■ DATASET RECORDS ■
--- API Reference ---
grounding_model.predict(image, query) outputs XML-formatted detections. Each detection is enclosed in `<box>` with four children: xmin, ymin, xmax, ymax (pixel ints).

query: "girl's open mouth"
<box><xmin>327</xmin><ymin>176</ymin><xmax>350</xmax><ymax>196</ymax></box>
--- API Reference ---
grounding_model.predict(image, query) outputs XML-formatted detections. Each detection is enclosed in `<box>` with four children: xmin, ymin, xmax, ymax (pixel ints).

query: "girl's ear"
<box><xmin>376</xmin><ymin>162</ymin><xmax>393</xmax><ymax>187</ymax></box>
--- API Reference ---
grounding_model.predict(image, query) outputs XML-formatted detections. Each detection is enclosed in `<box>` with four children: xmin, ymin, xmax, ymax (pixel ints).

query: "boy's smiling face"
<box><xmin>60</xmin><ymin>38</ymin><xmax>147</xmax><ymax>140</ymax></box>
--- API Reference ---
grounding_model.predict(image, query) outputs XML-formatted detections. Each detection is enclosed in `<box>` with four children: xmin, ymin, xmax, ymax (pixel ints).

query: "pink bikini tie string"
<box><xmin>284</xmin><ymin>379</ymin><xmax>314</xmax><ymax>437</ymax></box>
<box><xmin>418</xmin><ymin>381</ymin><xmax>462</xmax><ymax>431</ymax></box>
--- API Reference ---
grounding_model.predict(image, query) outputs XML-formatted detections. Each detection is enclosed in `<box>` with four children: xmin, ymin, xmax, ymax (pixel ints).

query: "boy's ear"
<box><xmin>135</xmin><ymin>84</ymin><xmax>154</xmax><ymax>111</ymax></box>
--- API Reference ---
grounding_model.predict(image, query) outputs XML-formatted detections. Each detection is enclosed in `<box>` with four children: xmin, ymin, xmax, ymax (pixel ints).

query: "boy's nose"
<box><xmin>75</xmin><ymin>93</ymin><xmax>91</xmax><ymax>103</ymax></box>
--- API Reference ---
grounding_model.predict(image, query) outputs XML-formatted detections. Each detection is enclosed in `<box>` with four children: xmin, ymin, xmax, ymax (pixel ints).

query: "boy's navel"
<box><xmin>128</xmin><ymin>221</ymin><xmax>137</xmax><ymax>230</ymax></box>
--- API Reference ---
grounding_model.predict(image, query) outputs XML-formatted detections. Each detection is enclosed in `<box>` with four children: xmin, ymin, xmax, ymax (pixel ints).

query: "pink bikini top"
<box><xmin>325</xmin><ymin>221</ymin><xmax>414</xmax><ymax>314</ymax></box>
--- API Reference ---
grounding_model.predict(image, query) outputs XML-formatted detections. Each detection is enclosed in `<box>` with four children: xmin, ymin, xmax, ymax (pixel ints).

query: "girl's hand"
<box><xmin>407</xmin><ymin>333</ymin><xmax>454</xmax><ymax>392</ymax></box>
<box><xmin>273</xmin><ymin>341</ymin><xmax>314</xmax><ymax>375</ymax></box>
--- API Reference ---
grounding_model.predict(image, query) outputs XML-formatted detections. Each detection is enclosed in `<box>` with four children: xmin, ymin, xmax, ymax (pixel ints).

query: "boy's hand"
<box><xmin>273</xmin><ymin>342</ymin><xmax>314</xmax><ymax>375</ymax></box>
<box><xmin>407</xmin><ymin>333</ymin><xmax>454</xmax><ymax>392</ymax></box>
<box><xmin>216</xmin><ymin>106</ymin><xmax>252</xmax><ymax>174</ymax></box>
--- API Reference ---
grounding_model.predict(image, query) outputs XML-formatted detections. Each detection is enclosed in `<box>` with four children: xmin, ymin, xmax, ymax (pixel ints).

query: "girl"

■ TASK DIRECTIONS ■
In full and exactly, transcribe the material above.

■ RESPONSE BOX ■
--- API Reference ---
grounding_model.predict(image, query) outputs XML-formatted detections. Each detection is enclosed in `<box>` with four children: xmin, ymin, xmax, ymax (pixel ints).

query: "girl's open mouth"
<box><xmin>327</xmin><ymin>176</ymin><xmax>350</xmax><ymax>196</ymax></box>
--- API Reference ---
grounding_model.predict(image, query) outputs XML-formatted detections. Each detection is enclosed in `<box>` with four children: xmin, ymin, xmax, ymax (pixel ints).

query: "girl's ear"
<box><xmin>376</xmin><ymin>162</ymin><xmax>393</xmax><ymax>187</ymax></box>
--- API Reference ---
grounding_model.predict(image, query) outputs XML-formatted detections. Each detection is enclosed in `<box>` with four children: xmin, ymin, xmax, ymax (pixel ints).

query: "boy's smiling face"
<box><xmin>60</xmin><ymin>38</ymin><xmax>147</xmax><ymax>140</ymax></box>
--- API Reference ---
grounding_model.predict(image, query) outputs XML-formatted detections. Each detection is enclosed in `<box>` with four children: xmin, ymin, xmax, ymax (pixel ints).

query: "pink bikini tie string"
<box><xmin>284</xmin><ymin>379</ymin><xmax>314</xmax><ymax>437</ymax></box>
<box><xmin>418</xmin><ymin>381</ymin><xmax>462</xmax><ymax>431</ymax></box>
--- API Reference ---
grounding_model.predict(image, query) outputs XML-formatted detections. Each detection is enclosed in `<box>` with four children: xmin, ymin, xmax, ymax (pixel ints).

query: "boy's ear"
<box><xmin>135</xmin><ymin>84</ymin><xmax>154</xmax><ymax>111</ymax></box>
--- API Reference ---
grounding_model.predict(image, query) outputs XML-formatted detections. Each detection is enclosed in `<box>` with four children: xmin, ymin, xmax, ymax (pixel ints).

query: "boy's nose"
<box><xmin>75</xmin><ymin>93</ymin><xmax>91</xmax><ymax>103</ymax></box>
--- API Reference ---
grounding_model.predict(image, query) outputs XML-formatted detections. Each detection is enclosed in `<box>` with four children: xmin, ymin, xmax, ymax (pixel ints).

query: "boy's navel"
<box><xmin>128</xmin><ymin>221</ymin><xmax>137</xmax><ymax>230</ymax></box>
--- API Reference ---
grounding_model.predict(image, query) outputs XML-formatted detections. Each detection is enclosed in `<box>` with four children: xmin, ymin, xmax, ymax (pixel ints).

query: "pink bikini top"
<box><xmin>325</xmin><ymin>221</ymin><xmax>414</xmax><ymax>314</ymax></box>
--- API Reference ---
grounding_model.predict(image, query) outputs XML-formatted detections. Each detection is enclosed in `<box>` with four children: xmin, ymin, xmax, ymax (pixel ints).

query: "girl's hand"
<box><xmin>407</xmin><ymin>333</ymin><xmax>454</xmax><ymax>392</ymax></box>
<box><xmin>273</xmin><ymin>341</ymin><xmax>314</xmax><ymax>375</ymax></box>
--- API Reference ---
grounding_model.predict(image, query) outputs XML-formatted detections. Each detection is enclosed in `<box>` with four children: xmin, ymin, xmax, ymax (pixel ints).

query: "boy's hand"
<box><xmin>273</xmin><ymin>342</ymin><xmax>314</xmax><ymax>375</ymax></box>
<box><xmin>407</xmin><ymin>333</ymin><xmax>454</xmax><ymax>392</ymax></box>
<box><xmin>216</xmin><ymin>106</ymin><xmax>252</xmax><ymax>174</ymax></box>
--- API Reference ---
grounding_model.predict(image, query) outputs XML-formatted detections. Each detection is enclosed in `<box>` with four children: xmin, ymin, xmax, ymax (pixel ints).

query: "girl"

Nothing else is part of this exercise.